# EXERCISE AIM:
Without including any pictures, reproduce all the lines below word for word.

# MATERIAL TO PROCESS:
+-------+
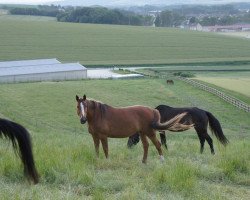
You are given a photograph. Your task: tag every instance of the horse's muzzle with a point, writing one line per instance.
(83, 120)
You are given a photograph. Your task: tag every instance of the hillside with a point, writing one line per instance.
(98, 45)
(66, 161)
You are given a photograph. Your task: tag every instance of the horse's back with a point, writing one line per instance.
(123, 122)
(194, 114)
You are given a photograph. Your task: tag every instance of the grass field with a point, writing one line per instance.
(240, 85)
(224, 78)
(66, 161)
(114, 45)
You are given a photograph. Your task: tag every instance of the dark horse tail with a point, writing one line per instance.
(172, 124)
(216, 129)
(20, 137)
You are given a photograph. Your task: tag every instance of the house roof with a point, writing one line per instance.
(20, 63)
(40, 69)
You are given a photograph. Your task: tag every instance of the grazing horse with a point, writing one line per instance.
(170, 82)
(105, 121)
(20, 137)
(200, 119)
+-------+
# OUTPUT OF THE TASK:
You are given a photograph. Your task: tag every instance of the horse's muzzle with a point, writing one line per instance.
(83, 120)
You are given a photograph. Your task: tag every instance of the hillside with a point, writing one line per instance.
(98, 45)
(66, 161)
You are given a photograph. Your task: tag every instance of the horse's back with a point, writing one line per instance.
(123, 122)
(194, 114)
You are given a photograph. Your task: tag every instance of the grass field with a point, writing one line per instance.
(240, 85)
(224, 78)
(66, 161)
(114, 45)
You are given a photograph. Your task: tag every instance of the dark horse tail with a point, writing one line per instance.
(172, 124)
(216, 129)
(20, 137)
You are given a photograph. Your task: tag every instance of the house roof with a point, writing one line per instance.
(20, 63)
(40, 69)
You are given a photograph. Your task: tag every instance of the grazing horse with a point, writing one line per instance.
(170, 82)
(105, 121)
(20, 137)
(200, 119)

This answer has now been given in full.